» **Excerpt provided**:

My Animal is a beautiful look at a bittersweet romance between a lesbian, hockey-playing werewolf and a (possibly) straight figure skater. Although the two lead roles (starring the wonderful Stenberg and cool newcomer Menuez) are played by Americans, they, and the movie itself, feel totally Canadian, from the Zamboni to the snack bar to the snow-swept highway. (It was shot in Timmins, Ontario). I love the look of this film, playing with red, black and white, from Heather’s dark red bed sheets and ginger hair, to the hockey uniforms and maple leaf flags at the rink. From its gorgeous nighttime photography, to its blurry 80s music tracks, it’s relatively low-budget and simple but really good. Appropriately — and keeping with the red and white colour scheme — it won Best Director, Best Screenplay & Best Cinematography at the Blood in the Snow Film Festival. My Animal picks up on paths paved by classic female werewolf pics like Ginger Snaps.
I liked this one a lot.

» **Material provided**:
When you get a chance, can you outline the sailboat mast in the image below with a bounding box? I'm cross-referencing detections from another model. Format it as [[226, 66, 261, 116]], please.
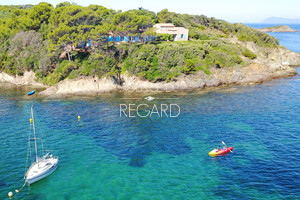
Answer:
[[31, 106, 39, 162]]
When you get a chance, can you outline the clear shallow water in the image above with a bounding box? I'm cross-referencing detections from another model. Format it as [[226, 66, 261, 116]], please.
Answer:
[[0, 28, 300, 200], [246, 24, 300, 53]]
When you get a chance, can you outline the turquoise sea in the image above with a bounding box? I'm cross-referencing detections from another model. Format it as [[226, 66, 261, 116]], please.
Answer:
[[0, 26, 300, 200]]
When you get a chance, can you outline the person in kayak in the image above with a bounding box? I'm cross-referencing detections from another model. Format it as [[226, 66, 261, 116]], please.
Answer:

» **Exercise description**:
Answer these from the film review above:
1. In what town was the film shot?
2. Which three awards did it win at the Blood in the Snow Film Festival?
3. What classic female werewolf film does the review name?

» **The result**:
1. Timmins, Ontario
2. Best Director, Best Screenplay and Best Cinematography
3. Ginger Snaps